Items from a dataset:

## Start

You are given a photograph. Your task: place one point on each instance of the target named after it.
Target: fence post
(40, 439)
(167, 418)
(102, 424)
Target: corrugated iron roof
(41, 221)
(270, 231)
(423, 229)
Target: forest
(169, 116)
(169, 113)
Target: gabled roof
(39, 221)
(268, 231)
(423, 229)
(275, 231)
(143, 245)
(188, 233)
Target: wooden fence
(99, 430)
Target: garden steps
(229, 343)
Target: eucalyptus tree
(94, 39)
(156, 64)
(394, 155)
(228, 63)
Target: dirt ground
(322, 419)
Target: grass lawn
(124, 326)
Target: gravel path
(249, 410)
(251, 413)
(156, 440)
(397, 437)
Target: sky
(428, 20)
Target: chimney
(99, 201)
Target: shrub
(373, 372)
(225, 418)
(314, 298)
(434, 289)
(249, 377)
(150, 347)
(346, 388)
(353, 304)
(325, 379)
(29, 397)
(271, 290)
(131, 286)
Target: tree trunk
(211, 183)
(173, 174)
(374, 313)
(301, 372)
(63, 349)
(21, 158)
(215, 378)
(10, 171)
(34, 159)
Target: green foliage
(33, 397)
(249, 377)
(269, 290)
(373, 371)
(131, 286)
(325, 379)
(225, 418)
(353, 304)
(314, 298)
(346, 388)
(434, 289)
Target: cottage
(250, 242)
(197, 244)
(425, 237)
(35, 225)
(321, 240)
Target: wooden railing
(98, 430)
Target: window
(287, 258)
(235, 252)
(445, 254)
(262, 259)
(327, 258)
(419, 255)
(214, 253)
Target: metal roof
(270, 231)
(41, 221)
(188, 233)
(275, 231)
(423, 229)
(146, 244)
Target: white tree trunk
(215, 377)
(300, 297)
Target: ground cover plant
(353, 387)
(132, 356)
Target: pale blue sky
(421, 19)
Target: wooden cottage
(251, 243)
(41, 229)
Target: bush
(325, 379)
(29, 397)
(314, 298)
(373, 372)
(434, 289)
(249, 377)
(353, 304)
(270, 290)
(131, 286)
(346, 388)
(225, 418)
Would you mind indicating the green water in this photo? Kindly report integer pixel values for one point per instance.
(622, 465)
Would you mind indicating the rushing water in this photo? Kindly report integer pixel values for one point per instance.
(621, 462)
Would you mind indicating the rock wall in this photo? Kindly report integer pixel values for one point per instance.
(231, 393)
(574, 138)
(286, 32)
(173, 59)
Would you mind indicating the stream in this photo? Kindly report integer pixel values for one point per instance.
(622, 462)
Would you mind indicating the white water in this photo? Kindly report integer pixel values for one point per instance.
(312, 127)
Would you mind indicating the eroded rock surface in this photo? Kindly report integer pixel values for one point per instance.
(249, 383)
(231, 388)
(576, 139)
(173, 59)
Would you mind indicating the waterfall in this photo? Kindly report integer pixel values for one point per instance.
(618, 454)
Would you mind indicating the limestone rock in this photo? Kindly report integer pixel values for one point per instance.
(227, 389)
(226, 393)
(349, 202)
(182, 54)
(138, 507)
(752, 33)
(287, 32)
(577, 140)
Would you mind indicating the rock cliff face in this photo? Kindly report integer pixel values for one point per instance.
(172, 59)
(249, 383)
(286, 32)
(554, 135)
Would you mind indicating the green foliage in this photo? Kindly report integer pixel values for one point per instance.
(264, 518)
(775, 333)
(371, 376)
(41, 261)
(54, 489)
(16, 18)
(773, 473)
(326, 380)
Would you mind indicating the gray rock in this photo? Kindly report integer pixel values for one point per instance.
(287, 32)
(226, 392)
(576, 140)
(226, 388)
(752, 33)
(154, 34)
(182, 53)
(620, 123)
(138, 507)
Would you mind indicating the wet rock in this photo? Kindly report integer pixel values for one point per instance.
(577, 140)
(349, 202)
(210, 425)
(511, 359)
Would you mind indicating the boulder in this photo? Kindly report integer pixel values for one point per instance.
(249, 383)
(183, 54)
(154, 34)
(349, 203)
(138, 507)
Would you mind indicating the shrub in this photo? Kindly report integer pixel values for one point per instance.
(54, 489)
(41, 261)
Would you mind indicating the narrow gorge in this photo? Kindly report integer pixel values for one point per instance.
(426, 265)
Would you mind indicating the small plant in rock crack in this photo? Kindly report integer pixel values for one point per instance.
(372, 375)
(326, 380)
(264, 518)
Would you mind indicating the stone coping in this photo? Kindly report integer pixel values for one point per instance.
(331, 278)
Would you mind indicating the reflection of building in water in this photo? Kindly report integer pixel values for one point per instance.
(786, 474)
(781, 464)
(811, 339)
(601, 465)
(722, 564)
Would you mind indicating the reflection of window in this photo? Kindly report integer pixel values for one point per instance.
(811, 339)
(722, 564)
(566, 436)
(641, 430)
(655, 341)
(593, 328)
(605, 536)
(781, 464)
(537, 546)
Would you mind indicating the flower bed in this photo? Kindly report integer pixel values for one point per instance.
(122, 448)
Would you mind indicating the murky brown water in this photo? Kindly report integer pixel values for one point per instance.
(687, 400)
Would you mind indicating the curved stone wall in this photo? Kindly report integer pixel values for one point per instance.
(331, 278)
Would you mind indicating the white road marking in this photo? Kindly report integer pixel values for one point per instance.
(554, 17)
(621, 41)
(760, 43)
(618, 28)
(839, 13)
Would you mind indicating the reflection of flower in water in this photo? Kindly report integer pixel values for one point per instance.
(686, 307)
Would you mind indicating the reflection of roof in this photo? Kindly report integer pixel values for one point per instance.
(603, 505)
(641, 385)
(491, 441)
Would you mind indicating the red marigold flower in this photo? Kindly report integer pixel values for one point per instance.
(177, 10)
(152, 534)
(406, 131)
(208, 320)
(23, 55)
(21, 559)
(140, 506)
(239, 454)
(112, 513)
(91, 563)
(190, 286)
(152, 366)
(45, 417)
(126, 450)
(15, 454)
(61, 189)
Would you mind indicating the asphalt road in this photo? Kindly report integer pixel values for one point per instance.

## End

◆ The task: Set down the entries above again, word for word.

◆ Answer to this exercise:
You are given a photograph. Your task: place one point on each instance of the target named after it.
Target: fence post
(40, 439)
(167, 418)
(102, 424)
Target: corrugated iron roof
(41, 221)
(270, 231)
(423, 229)
Target: forest
(169, 116)
(169, 113)
Target: gabled roof
(39, 221)
(268, 231)
(423, 229)
(275, 231)
(143, 245)
(188, 233)
Target: wooden fence
(99, 430)
Target: garden steps
(229, 343)
Target: eucalyptus tree
(94, 39)
(156, 64)
(394, 155)
(228, 63)
Target: dirt ground
(322, 419)
Target: grass lawn
(124, 326)
Target: gravel path
(249, 410)
(251, 413)
(156, 440)
(397, 437)
Target: sky
(428, 20)
Target: chimney
(99, 201)
Target: shrub
(373, 372)
(225, 418)
(314, 298)
(434, 289)
(249, 377)
(150, 347)
(346, 388)
(353, 304)
(325, 379)
(29, 397)
(271, 290)
(131, 286)
Target: tree trunk
(211, 183)
(173, 174)
(374, 313)
(301, 372)
(63, 349)
(21, 158)
(215, 378)
(10, 171)
(34, 159)
Target: green foliage
(33, 397)
(249, 377)
(269, 290)
(373, 371)
(131, 286)
(325, 379)
(225, 418)
(353, 304)
(314, 298)
(346, 388)
(434, 289)
Target: cottage
(250, 242)
(197, 244)
(425, 237)
(35, 225)
(321, 240)
Target: wooden railing
(98, 430)
Target: window
(287, 258)
(235, 252)
(445, 254)
(262, 259)
(327, 258)
(419, 255)
(214, 253)
Target: metal roof
(270, 231)
(41, 221)
(188, 233)
(275, 231)
(423, 229)
(146, 244)
Target: white tree trunk
(215, 377)
(300, 297)
Target: ground cover plant
(353, 387)
(132, 356)
Target: pale blue sky
(421, 19)
Target: wooden cottage
(251, 243)
(41, 229)
Target: bush
(325, 379)
(29, 397)
(314, 298)
(373, 372)
(434, 289)
(249, 377)
(353, 304)
(270, 290)
(131, 286)
(346, 388)
(225, 418)
Would you mind indicating the green water in this photo? Kindly report integer pixel values for one point per instance.
(622, 465)
Would you mind indicating the rushing water in this photo? Kindly report integer pixel values for one point per instance.
(621, 462)
Would you mind indicating the rock wall in this photo? Kindly report integer pixel values for one point per instance.
(231, 393)
(574, 138)
(286, 32)
(173, 59)
Would you mind indicating the stream in this photo? Kindly report integer pixel values for one point per instance.
(622, 462)
Would you mind indicating the white water in this photo? Kindly report integer pixel values for one point per instance.
(312, 127)
Would you mind indicating the eroded rock surface in this photo? Kindly report integer pixel values for one point per instance.
(249, 383)
(231, 388)
(576, 139)
(173, 59)
Would you mind indicating the waterfall in this photo? Kindly report integer pixel values for one point per instance.
(618, 454)
Would you mind indicating the limestone rock in this photo? Kindly report integer pixel values for one point per instance.
(227, 389)
(226, 393)
(349, 202)
(182, 54)
(138, 507)
(752, 33)
(287, 32)
(577, 140)
Would you mind indicating the rock cliff face in this photo? Kindly report integer pixel values for one point per instance.
(172, 59)
(249, 383)
(286, 32)
(554, 135)
Would you mind indicating the green foliage in this photo? Kindly report integer pixel values for one point per instance.
(264, 518)
(775, 333)
(371, 376)
(41, 261)
(54, 489)
(16, 18)
(773, 473)
(326, 380)
Would you mind indicating the gray rock in this photo? Kindly report integer pixel values for one point per instance.
(287, 32)
(226, 392)
(576, 140)
(226, 388)
(752, 33)
(154, 34)
(182, 53)
(620, 123)
(138, 507)
Would you mind indicating the wet rock in this photo? Kindly report integer pixel values for one point per instance.
(577, 140)
(349, 202)
(210, 425)
(511, 359)
Would you mind indicating the boulder in this photo? Kindly report integer pixel values for one point per instance.
(249, 383)
(183, 54)
(154, 34)
(349, 203)
(138, 507)
Would you mind indicating the shrub in this photo? Kindly report integer pixel values for one point per instance.
(54, 489)
(41, 261)
Would you mind indicating the narrow gorge in this photo? Kindly report integer pixel values for one point per instance.
(426, 265)
Would you mind indicating the small plant in rock crack in this photo? Kindly report integer pixel values for one point per instance.
(372, 375)
(326, 380)
(264, 518)
Would you mind indicating the stone coping in this photo? Kindly report integer pixel values for one point per instance.
(331, 278)
Would you mind indicating the reflection of building in water in this photo? Kindly report integer pixel values for one point per instance.
(786, 474)
(781, 464)
(811, 339)
(601, 465)
(722, 564)
Would you mind indicating the reflection of window in this photo? Kindly report integer pixel values for one point per instance.
(811, 339)
(722, 564)
(566, 436)
(641, 430)
(655, 341)
(593, 328)
(605, 536)
(781, 464)
(537, 546)
Would you mind indicating the flower bed in this photo? Kindly report integer pixel values for one point per instance.
(122, 448)
Would you mind indicating the murky brown water in this photo? Kindly report integer pixel values for one point per instance.
(687, 400)
Would you mind indicating the curved stone wall in this photo? Kindly report integer pixel values for one point per instance.
(331, 278)
Would you mind indicating the white road marking in this photo? Kindly report integer pixel values for one point per instance.
(554, 17)
(621, 41)
(760, 43)
(618, 28)
(839, 13)
Would you mind indicating the reflection of flower in water in this photo? Kindly report integer pixel values for one point per instance.
(686, 307)
Would you mind indicating the reflection of roof in this photo? Kindly report integer pixel values for one point per instance.
(603, 505)
(641, 385)
(491, 441)
Would you mind indicating the red marigold flower in this photo? Kindly report integer pixel values for one point per instance.
(177, 10)
(152, 534)
(406, 131)
(208, 320)
(23, 55)
(21, 559)
(140, 506)
(239, 454)
(112, 513)
(91, 563)
(190, 286)
(152, 366)
(45, 417)
(126, 450)
(15, 454)
(61, 189)
Would you mind indicating the asphalt road in this photo? Kindly report integer pixel values for one point per instance.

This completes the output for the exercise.